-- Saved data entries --
....................

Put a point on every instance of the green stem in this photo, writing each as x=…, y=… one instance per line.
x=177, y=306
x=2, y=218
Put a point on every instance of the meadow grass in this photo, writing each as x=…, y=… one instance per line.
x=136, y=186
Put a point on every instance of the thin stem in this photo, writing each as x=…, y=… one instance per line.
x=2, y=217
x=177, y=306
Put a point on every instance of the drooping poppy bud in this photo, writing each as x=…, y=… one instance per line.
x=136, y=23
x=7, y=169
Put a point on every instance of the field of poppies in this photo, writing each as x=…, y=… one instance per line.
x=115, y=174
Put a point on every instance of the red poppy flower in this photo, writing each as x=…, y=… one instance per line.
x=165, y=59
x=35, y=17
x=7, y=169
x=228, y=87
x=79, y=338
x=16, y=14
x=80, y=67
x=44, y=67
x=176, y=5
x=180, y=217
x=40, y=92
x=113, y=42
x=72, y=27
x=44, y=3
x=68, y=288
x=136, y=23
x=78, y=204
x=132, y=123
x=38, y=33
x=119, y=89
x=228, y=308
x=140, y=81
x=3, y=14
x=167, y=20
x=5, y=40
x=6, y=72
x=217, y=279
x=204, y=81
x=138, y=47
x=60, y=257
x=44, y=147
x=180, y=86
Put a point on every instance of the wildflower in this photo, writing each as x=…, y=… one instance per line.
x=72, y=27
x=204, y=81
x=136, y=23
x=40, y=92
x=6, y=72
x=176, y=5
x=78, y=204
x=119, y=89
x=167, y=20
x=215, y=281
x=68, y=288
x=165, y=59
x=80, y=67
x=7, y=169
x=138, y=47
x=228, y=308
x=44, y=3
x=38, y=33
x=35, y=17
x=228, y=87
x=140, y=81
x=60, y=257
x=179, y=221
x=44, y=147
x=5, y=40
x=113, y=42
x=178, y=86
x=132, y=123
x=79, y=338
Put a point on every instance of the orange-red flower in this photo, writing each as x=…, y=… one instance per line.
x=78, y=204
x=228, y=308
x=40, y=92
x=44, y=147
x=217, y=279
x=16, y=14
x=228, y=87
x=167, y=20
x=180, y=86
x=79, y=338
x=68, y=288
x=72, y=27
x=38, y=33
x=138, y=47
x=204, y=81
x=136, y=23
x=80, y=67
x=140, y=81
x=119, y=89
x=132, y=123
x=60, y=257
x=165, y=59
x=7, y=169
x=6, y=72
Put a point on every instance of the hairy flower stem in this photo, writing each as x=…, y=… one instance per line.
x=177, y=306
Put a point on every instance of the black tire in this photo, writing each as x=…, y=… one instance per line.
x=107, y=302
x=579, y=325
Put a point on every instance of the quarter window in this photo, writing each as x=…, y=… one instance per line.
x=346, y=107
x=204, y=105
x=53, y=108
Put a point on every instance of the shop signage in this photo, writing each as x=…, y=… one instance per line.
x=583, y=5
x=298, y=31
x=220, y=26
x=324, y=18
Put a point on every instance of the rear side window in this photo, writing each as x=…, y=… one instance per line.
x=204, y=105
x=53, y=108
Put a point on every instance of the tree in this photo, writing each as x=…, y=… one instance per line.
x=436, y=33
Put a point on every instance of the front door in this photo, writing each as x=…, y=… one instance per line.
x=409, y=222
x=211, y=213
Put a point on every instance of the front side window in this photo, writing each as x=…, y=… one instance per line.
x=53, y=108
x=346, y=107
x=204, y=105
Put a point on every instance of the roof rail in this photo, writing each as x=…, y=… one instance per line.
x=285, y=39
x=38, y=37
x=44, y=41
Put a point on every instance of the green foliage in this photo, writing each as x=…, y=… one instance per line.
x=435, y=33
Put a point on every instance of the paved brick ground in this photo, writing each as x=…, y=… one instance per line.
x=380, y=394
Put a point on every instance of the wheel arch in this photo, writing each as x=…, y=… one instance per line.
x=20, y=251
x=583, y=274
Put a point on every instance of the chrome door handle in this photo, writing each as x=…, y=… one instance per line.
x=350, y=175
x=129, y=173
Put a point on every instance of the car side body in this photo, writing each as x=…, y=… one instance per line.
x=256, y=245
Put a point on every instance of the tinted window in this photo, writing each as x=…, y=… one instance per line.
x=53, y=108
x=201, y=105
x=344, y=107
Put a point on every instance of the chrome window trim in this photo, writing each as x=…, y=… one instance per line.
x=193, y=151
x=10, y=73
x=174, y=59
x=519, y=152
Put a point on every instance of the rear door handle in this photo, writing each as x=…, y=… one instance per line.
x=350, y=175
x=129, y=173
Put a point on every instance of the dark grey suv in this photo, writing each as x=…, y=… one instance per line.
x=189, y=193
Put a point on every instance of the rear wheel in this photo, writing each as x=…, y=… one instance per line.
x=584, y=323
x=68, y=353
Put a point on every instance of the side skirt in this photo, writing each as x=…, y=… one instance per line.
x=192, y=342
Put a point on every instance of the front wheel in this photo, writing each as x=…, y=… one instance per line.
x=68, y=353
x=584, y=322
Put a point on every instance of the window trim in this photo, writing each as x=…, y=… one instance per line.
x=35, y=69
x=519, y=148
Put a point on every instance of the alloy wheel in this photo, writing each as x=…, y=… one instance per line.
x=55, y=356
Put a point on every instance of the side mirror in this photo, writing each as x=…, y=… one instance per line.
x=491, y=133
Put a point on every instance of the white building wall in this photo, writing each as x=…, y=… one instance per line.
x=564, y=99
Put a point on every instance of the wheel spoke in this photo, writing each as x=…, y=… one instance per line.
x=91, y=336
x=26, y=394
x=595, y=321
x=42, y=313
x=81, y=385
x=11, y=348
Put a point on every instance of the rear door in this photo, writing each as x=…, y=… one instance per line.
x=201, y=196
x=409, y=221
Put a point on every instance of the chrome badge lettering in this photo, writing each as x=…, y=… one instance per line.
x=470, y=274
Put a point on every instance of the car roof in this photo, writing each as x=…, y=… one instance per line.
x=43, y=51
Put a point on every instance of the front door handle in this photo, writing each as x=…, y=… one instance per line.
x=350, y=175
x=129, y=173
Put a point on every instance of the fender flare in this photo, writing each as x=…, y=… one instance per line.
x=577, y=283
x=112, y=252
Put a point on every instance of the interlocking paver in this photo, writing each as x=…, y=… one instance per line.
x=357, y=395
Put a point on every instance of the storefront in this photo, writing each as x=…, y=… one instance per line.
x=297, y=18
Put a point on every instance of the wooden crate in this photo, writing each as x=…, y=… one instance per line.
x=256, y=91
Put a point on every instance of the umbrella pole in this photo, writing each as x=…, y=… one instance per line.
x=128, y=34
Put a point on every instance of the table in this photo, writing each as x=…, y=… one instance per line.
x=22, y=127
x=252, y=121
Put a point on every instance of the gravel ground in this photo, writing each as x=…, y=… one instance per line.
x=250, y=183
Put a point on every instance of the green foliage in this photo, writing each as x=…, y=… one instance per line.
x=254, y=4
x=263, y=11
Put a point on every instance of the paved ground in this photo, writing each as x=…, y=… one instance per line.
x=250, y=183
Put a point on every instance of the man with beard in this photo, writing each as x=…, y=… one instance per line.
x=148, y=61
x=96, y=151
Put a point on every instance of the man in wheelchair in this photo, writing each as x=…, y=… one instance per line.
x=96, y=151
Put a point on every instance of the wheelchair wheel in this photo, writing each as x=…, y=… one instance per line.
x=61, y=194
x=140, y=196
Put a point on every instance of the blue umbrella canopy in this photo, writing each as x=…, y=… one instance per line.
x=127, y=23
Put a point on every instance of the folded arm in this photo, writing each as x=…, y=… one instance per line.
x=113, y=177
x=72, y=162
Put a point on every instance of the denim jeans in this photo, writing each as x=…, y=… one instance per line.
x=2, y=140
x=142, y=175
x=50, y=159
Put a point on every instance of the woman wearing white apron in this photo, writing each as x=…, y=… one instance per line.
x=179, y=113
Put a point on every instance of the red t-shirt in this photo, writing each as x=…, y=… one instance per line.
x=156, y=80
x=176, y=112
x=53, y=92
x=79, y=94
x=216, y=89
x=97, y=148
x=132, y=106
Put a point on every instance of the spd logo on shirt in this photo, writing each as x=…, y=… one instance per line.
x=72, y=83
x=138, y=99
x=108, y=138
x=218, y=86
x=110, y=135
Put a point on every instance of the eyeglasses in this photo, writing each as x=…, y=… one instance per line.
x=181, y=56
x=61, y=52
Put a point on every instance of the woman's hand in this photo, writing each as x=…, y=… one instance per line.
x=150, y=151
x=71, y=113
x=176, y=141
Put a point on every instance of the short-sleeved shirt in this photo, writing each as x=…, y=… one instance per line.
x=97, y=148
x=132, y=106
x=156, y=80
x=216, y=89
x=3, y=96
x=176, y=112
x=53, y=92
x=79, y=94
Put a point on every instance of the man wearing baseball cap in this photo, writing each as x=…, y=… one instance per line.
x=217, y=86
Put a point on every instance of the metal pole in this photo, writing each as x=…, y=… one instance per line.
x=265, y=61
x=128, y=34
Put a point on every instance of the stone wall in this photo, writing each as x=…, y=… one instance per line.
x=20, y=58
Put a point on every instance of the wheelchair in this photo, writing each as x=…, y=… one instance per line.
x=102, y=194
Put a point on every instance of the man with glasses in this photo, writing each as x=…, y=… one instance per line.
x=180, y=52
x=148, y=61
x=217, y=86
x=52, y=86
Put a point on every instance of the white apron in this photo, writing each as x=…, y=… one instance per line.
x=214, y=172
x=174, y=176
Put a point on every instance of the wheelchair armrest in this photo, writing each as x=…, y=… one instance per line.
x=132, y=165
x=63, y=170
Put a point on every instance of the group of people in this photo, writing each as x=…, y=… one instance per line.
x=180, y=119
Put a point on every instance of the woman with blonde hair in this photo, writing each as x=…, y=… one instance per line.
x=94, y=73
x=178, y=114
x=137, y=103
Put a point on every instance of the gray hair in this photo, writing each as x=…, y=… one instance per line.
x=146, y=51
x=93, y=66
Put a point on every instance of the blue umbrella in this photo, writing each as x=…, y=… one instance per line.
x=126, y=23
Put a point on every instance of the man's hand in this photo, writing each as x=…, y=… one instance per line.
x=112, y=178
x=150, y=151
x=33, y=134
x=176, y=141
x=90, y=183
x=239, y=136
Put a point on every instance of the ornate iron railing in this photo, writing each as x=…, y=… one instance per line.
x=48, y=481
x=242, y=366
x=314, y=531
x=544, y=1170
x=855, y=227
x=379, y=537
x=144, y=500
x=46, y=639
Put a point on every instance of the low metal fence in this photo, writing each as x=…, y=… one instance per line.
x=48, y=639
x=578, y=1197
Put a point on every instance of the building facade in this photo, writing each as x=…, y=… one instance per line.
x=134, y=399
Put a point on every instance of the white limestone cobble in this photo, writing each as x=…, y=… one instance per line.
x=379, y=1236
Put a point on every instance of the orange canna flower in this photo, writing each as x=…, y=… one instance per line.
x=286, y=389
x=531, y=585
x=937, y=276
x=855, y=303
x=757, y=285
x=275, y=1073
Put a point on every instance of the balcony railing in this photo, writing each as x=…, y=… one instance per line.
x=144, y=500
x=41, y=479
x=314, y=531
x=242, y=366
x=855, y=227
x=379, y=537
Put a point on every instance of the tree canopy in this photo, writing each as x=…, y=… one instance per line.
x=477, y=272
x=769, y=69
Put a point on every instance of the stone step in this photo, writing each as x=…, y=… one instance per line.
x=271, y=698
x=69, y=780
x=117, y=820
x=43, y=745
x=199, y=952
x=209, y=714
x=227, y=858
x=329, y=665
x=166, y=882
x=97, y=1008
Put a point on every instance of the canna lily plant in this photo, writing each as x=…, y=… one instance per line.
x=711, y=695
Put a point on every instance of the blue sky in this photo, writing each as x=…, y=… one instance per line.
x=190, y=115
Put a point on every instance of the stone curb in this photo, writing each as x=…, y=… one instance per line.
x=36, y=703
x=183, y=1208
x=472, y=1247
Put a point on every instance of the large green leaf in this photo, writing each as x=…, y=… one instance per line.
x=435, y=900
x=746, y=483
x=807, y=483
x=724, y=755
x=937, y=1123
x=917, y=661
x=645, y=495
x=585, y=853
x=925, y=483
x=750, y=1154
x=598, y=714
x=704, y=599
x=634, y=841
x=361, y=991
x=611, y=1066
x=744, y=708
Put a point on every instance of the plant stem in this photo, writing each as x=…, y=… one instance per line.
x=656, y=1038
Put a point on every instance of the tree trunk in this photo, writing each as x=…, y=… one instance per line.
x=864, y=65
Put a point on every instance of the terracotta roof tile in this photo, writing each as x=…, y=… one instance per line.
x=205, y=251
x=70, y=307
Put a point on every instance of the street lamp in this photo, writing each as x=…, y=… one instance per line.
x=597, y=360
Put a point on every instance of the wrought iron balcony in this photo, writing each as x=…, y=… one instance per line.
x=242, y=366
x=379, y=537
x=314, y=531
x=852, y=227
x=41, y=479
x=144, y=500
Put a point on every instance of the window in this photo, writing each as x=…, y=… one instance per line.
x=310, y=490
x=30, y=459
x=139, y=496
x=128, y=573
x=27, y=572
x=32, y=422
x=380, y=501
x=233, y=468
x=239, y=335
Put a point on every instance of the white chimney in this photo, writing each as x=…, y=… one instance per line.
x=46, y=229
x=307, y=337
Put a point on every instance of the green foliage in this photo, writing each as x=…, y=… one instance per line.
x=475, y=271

....................

Render the lines of the records above as a numbered list, from the line containing "Put a point on every instance of the short-sleeved" through the line containing "x=63, y=170", both included, and leave out any blank lines.

1. Put a point on every instance of the short-sleeved shirt in this photo, writing each as x=…, y=… one instance per line.
2. x=97, y=148
3. x=132, y=106
4. x=156, y=80
5. x=216, y=89
6. x=3, y=96
7. x=176, y=112
8. x=53, y=92
9. x=79, y=94
10. Put a point on every instance of the man wearing baseball cap in this photo, writing each as x=…, y=… one instance per line.
11. x=217, y=86
12. Put a point on every instance of the metal pole in this photo, writing each as x=…, y=… one instance per line.
13. x=265, y=61
14. x=128, y=34
15. Put a point on every instance of the stone wall in this photo, writing each as x=…, y=… one instance per line.
16. x=20, y=58
17. Put a point on every instance of the wheelchair in this photo, writing each as x=…, y=… one instance per line.
18. x=102, y=194
19. Put a point on every instance of the man with glasses in this photo, writing each as x=…, y=… one instance per line.
20. x=180, y=52
21. x=148, y=61
22. x=217, y=86
23. x=52, y=86
24. Put a point on every instance of the white apron in this photo, writing each as x=…, y=… one instance per line.
25. x=214, y=172
26. x=174, y=176
27. Put a point on every instance of the wheelchair armrest in this photo, writing each as x=…, y=… one instance per line.
28. x=132, y=165
29. x=63, y=170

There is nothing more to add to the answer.